Tasks and exercises =
a – Answer these questions from the excerpt on Argentina's economy, one per line:
(i) What share of the Argentine population lived below the poverty line in 2002?
(ii) What amount in new bonds was the $62.3 billion in bad debt exchanged for?
(iii) What are Argentina's hard currency reserves today?
b – From the excerpt on Argentina's economy, return the stretch from "In the meantime, over" through "of $680 million.".
c – Decide whether each statement agrees with the excerpt on Argentina's economy. Answer yes or no and quote the words that settle it:
(i) Unemployment in Argentina fell to 12 percent.
(ii) Argentina expects to send 39 percent of its exports to MERCOSUR this year.
(iii) The new debt deal calls for one third of the repayments to be in the local currency.

Document excerpt =
□ □ □ □ □

The impact for Argentineans has been dramatic. GDP per capita has risen from $2,920 in 02, to an estimated $4,212 this year. The result has been a sharp decrease in poverty and unemployment levels.

Among the indicators the ambassador stresses: in 2002, 55 percent of the Argentine population lived below the poverty line. Today the figure is 37 percent. Over the same period, unemployment dropped from 22 percent, to 12 percent, as a result of 2.5 million new jobs being created.

In the meantime, over this period Argentina has made $11 billion in payments on the portion of its $158 billion in foreign debt that it did not default on. And, on June 2, after three years of negotiations with dozens of governments and lending institutions around the world, Argentina finally reached an agreement whereby the $62.3 billion in bad debt was exchanged for $35.3 billion in new bonds and interest payments of $680 million.

Ambassador Bordón points out that before the default, Argentina had entered into agreements with creditors that it could not possibly honor, thereby setting up an inevitable meltdown. He said his government had insisted in the negotiations on the new debt deal that it would not enter into any agreement that would cripple the Argentine economy. It is critical that the economy not be strangled by debt payments, and that it be allowed to grow to create the wealth needed to pay off the debts, he says. He also notes that the deal just struck with creditors calls for one third of the repayments to be in the local currency, as opposed to a mere three percent before. 

“It was a very successful solution because it was the first market [rather than political] solution of the debt crisis.” All in all, 86 percent of Argentina’s foreign debt is now being serviced efficiently, the ambassador says.

The debt settlement comes amid several signs of better times, including a two percent fiscal deficit in 01 being turned into a five percent surplus last year, and hard currency reserves rising from $10 billion in 02 to $21 billion today. And in another sign of renewed health, imports and exports have both grown, the former from $9 billion in 02 to $22 billion last year, and the latter from $26 billion to $34 billion over the same period.
 
The main trading partner for Argentina is MERCOSUR, the free trade area of Brazil, Uruguay, Argentina and Paraguay, with Chile and Bolivia as associate members. This year Argentina expects to send 20 percent of its exports to the bloc, while importing 39 percent of its goods and services from there. The ambassador notes that the United States, Europe and Asia are also important trading partners, but that there is no dependency on any of these partners. Chinese imports, for example, are included in a total of 13 percent of imports from all of Asia, “and Argentina has an important trade surplus with that country,” he says.

□ □ □ □ □

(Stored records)
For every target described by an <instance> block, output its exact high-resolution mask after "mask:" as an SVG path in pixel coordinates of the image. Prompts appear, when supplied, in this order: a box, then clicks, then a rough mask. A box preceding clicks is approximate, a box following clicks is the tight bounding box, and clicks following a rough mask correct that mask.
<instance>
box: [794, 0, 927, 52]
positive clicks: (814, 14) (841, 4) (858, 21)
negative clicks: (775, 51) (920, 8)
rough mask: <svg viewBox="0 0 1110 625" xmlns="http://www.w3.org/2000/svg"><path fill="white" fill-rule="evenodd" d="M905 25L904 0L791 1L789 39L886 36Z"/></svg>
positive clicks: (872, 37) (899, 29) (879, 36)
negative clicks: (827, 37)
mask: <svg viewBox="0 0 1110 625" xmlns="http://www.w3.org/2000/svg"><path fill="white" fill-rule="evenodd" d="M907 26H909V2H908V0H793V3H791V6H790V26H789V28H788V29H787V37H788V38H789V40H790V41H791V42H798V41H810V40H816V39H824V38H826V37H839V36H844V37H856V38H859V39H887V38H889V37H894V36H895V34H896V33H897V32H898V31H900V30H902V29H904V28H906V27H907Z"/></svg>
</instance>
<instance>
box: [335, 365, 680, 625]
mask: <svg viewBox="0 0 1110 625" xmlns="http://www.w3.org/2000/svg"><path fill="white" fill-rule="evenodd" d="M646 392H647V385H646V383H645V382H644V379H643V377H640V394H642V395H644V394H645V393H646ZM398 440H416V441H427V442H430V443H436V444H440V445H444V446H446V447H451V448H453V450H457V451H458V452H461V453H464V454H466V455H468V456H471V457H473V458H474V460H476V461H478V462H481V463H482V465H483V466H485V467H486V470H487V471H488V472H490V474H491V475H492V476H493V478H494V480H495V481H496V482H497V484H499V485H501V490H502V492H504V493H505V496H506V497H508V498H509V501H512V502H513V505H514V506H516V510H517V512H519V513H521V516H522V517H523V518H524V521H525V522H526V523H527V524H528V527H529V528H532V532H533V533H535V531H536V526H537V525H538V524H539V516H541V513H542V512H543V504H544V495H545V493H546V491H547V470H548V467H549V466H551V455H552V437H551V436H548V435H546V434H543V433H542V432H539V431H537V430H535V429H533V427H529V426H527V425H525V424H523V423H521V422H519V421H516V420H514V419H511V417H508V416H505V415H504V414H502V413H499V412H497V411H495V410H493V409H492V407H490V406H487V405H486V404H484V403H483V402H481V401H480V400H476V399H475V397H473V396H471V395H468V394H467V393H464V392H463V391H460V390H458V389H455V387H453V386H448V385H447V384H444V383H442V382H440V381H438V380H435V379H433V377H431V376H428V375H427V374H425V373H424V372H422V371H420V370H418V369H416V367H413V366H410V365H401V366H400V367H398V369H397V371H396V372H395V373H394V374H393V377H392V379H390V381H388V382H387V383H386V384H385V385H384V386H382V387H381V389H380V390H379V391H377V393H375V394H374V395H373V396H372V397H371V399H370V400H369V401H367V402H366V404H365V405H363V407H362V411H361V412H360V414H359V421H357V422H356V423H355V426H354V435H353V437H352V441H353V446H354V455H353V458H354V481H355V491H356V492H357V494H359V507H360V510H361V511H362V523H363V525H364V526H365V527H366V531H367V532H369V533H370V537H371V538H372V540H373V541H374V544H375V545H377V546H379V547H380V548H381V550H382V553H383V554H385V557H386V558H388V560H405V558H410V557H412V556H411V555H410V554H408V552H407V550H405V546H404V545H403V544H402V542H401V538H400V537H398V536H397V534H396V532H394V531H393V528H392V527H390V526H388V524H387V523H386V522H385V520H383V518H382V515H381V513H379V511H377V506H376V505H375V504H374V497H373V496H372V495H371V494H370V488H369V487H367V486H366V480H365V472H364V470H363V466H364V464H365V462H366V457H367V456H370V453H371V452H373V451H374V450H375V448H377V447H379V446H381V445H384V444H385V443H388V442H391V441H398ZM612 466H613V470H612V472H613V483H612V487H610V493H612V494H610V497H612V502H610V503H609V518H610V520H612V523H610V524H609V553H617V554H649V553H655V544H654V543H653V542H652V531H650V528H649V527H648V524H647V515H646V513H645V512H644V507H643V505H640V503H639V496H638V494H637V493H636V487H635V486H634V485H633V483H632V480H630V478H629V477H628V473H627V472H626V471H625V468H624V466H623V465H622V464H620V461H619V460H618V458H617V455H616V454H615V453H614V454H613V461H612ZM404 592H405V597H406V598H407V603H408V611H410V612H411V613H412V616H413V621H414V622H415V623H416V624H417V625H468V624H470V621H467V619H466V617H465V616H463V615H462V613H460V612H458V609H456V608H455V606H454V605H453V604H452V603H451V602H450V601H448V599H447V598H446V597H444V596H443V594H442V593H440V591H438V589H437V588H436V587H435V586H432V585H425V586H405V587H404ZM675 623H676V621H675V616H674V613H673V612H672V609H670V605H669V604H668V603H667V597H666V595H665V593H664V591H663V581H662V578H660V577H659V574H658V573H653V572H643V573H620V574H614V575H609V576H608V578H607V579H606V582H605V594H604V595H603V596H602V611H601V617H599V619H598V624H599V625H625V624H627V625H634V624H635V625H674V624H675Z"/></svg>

□ □ □ □ □

Answers to the tasks =
a –
(i) 55 percent
(ii) $35.3 billion
(iii) $21 billion

b –
In the meantime, over this period Argentina has made $11 billion in payments on the portion of its $158 billion in foreign debt that it did not default on. And, on June 2, after three years of negotiations with dozens of governments and lending institutions around the world, Argentina finally reached an agreement whereby the $62.3 billion in bad debt was exchanged for $35.3 billion in new bonds and interest payments of $680 million.

c –
(i) Yes: "unemployment dropped from 22 percent, to 12 percent"
(ii) No: "This year Argentina expects to send 20 percent of its exports to the bloc"
(iii) Yes: "calls for one third of the repayments to be in the local currency"